PROVIDED DATA Start Marker
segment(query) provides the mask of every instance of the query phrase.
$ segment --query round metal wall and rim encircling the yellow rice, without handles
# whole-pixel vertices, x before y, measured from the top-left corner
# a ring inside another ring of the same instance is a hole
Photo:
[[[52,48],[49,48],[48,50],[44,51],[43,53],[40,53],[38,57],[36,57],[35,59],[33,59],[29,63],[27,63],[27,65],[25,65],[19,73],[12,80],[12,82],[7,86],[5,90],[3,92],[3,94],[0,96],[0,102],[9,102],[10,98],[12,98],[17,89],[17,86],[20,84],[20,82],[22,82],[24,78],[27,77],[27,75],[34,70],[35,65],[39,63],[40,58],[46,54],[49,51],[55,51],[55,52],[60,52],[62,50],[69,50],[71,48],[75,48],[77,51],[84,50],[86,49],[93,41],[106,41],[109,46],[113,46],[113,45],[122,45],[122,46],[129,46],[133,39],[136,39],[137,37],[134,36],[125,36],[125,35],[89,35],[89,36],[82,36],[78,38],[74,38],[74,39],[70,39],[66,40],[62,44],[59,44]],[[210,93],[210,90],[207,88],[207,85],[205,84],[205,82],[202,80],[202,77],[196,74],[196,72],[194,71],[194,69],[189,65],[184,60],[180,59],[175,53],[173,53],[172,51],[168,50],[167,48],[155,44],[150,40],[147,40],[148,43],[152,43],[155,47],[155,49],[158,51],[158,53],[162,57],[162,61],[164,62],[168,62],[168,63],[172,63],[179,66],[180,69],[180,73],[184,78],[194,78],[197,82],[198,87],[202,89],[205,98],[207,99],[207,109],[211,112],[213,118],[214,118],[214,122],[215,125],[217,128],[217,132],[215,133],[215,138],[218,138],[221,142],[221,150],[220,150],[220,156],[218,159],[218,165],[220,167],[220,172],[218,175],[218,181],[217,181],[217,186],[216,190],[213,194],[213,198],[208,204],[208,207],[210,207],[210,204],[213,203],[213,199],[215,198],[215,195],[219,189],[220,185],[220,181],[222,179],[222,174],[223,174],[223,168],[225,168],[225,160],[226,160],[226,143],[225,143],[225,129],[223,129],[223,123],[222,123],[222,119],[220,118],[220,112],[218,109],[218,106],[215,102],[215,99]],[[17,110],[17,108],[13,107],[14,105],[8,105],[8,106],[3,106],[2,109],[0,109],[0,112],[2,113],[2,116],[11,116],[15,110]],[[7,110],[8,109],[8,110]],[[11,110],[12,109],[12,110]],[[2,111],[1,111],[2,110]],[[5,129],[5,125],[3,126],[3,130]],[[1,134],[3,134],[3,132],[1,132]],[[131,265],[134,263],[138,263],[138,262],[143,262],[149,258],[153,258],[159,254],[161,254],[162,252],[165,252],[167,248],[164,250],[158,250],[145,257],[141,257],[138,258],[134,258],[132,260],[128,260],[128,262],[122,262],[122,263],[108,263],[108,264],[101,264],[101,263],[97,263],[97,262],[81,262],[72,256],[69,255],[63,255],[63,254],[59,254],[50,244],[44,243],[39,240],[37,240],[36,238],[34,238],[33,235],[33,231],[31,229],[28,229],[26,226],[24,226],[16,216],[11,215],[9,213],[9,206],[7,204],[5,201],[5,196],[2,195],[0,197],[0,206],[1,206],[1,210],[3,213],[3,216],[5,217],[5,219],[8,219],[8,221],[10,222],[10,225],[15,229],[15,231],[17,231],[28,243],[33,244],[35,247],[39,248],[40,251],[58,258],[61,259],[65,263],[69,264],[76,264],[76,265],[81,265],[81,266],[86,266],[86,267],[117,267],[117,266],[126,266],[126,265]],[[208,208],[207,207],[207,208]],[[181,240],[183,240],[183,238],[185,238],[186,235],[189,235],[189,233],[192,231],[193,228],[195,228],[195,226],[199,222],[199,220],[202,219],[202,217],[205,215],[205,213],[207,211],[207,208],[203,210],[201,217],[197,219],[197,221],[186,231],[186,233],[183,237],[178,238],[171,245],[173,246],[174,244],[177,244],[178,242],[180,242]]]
PROVIDED DATA End Marker
Each line that holds the string "instance" counts once. Give the total for the listing and nothing else.

2